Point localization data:
★ ★ ★ ★
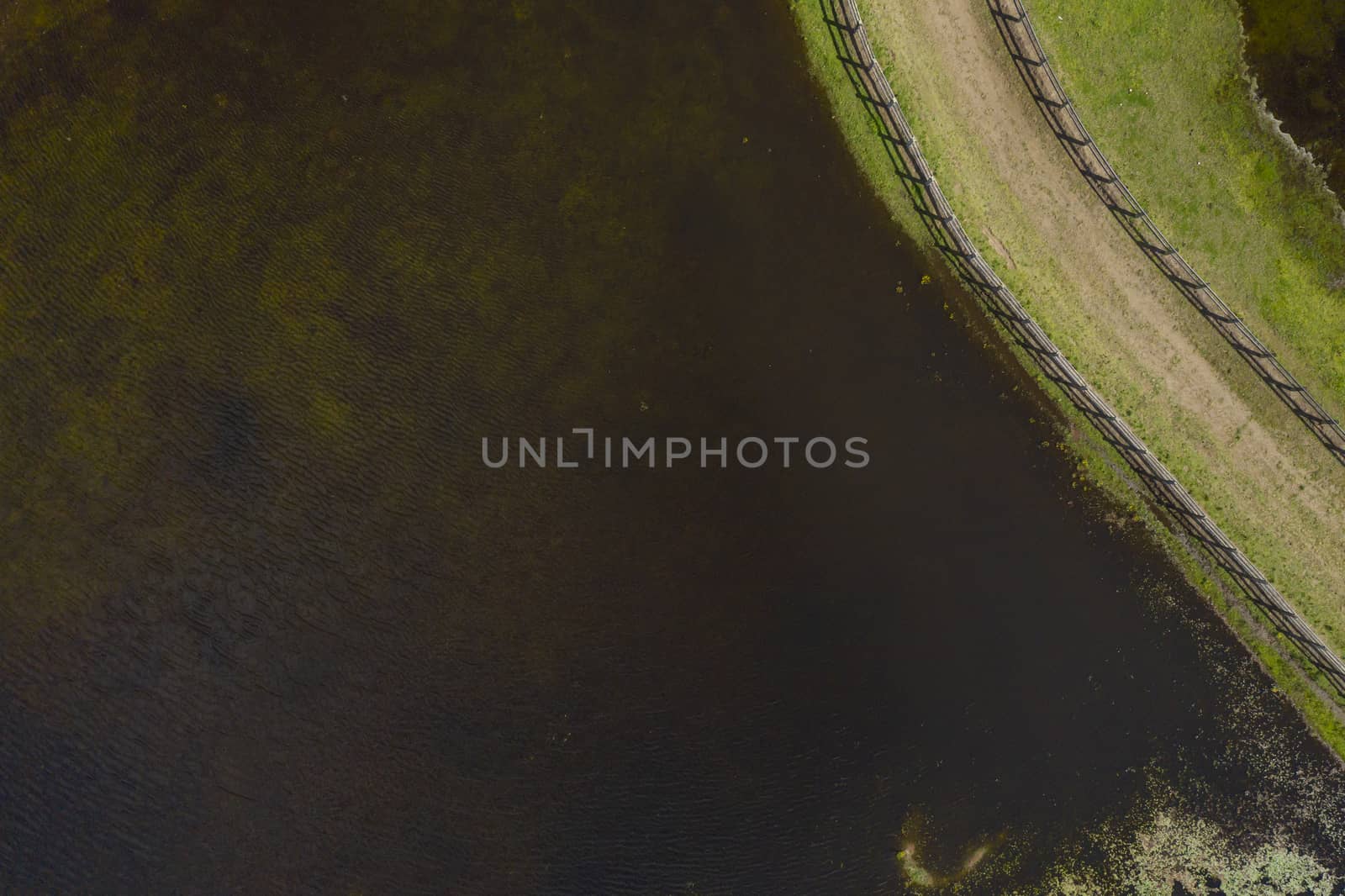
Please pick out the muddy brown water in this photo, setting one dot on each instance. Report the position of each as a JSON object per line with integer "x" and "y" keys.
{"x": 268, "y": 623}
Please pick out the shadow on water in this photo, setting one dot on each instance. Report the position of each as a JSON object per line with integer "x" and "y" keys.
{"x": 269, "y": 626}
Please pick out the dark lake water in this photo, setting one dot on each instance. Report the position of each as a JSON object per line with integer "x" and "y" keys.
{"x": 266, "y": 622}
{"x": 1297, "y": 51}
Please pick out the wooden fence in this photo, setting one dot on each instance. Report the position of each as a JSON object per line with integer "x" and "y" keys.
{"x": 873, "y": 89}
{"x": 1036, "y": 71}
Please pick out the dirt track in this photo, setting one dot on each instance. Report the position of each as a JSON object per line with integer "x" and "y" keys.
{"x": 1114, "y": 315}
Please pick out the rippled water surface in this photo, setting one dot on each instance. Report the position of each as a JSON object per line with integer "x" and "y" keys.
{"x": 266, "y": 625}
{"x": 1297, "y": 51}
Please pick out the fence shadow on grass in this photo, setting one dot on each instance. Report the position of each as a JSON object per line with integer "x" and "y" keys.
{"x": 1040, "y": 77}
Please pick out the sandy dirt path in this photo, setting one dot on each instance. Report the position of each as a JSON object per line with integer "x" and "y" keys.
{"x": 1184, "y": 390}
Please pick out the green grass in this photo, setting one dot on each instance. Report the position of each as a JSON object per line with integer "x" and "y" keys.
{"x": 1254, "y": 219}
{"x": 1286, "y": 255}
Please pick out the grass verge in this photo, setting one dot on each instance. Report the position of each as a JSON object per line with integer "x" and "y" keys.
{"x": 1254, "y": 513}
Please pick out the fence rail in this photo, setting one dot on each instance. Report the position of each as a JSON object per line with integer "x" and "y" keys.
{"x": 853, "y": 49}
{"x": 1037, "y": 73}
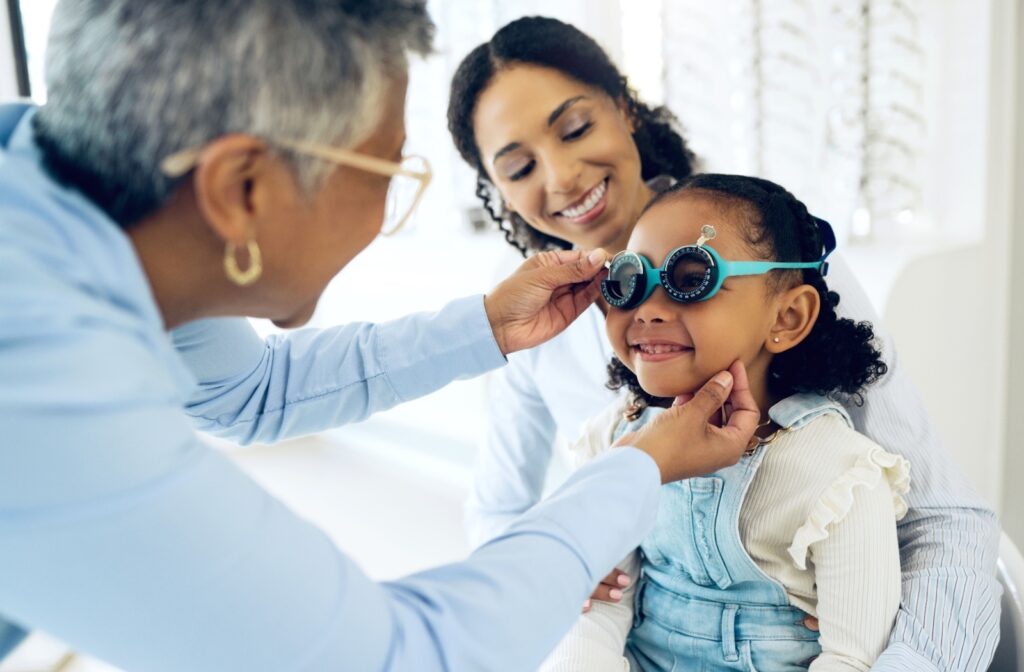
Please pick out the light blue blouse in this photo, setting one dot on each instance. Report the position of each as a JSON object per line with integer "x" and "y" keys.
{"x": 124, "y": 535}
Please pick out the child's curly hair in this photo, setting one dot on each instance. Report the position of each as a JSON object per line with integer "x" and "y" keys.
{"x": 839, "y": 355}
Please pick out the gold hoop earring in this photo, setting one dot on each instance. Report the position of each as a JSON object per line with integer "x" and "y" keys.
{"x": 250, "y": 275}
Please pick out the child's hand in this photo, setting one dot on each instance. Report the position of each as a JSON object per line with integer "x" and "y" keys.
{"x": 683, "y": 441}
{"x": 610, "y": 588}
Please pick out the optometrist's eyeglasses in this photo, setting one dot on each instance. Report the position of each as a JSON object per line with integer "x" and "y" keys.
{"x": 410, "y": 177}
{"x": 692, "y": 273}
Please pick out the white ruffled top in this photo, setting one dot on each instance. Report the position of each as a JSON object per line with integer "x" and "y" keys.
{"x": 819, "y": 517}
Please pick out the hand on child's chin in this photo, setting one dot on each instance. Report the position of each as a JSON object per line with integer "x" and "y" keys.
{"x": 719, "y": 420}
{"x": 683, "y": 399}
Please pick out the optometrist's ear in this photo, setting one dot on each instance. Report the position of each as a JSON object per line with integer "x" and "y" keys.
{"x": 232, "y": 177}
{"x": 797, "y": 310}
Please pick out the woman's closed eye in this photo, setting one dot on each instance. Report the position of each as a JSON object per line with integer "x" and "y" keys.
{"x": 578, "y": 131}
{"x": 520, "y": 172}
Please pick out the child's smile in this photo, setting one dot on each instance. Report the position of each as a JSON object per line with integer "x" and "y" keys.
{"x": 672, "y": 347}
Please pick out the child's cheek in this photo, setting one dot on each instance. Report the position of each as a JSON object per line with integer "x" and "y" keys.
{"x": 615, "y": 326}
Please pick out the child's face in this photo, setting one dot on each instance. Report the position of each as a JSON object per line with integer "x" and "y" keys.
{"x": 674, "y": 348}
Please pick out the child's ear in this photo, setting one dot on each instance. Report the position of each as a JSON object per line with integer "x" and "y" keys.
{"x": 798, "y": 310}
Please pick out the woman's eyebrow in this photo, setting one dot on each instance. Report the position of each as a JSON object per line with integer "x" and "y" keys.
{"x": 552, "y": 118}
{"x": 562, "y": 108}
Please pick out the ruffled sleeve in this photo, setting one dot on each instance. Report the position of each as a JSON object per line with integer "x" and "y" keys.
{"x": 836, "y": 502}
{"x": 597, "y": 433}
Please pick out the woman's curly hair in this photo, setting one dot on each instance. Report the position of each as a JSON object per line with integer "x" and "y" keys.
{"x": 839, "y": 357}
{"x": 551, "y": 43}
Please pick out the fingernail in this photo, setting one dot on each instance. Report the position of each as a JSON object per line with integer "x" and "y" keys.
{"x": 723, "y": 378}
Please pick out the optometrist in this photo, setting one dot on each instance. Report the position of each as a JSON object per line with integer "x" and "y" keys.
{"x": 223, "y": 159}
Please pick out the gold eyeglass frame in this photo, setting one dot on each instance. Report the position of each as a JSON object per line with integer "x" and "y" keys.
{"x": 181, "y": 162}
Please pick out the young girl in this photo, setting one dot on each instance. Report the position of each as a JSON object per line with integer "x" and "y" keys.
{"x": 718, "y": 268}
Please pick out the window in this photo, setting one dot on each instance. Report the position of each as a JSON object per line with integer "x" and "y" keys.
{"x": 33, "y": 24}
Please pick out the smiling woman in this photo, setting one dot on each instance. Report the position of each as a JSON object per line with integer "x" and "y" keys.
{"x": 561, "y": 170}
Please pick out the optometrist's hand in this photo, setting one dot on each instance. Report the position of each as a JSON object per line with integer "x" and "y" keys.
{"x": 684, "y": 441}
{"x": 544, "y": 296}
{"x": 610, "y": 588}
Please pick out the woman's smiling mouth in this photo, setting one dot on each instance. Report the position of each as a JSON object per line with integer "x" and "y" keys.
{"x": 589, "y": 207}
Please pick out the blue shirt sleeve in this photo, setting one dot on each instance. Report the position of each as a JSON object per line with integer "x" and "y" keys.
★ ★ ★ ★
Exercise prompt
Please reproduce the closing stretch of the records, from the line with "Please pick out the optometrist in" through the last line, exactly as it stands.

Problem solution
Please pick out the optometrist in this photo, setting one dot on each instance. Report the position of each as a JSON object per line with integer "x" and "y" keys.
{"x": 223, "y": 159}
Please pick out the gold eyeglass frame in this photo, setting one dot on each instance. Report the position of each as a JSON object per line with integer "x" and "y" keys.
{"x": 181, "y": 162}
Please pick out the young girl in this photo, setting one dot on each instance. Report the position of each as a JSON object per line with integer "x" and "y" keys.
{"x": 718, "y": 268}
Please pick out the window in this photo, setting one dot on each instance. Report the position of each as a JSON object per line with integer "x" and "y" keys.
{"x": 33, "y": 24}
Please pick out the smiling woman in this photo, setting one dot on each instance. Report the position of each as a JSON object per line with integer "x" and "y" keys.
{"x": 561, "y": 170}
Please pick out the optometrist's hand in this photo, setting one dot on each instance. Report the position of each as a JSON object per line with integer "x" and "y" keys.
{"x": 684, "y": 441}
{"x": 544, "y": 296}
{"x": 610, "y": 588}
Please pick out the woman's smiling mouth in this photo, setting one dot on each instance. Report the position of each as a JSON object per line with integer "x" and "y" keys.
{"x": 589, "y": 207}
Please pick out the blue shirt sleeve in this photo, setting one dot on each instance. Report the position of each as a JSON object per line with integer "x" and "y" keys.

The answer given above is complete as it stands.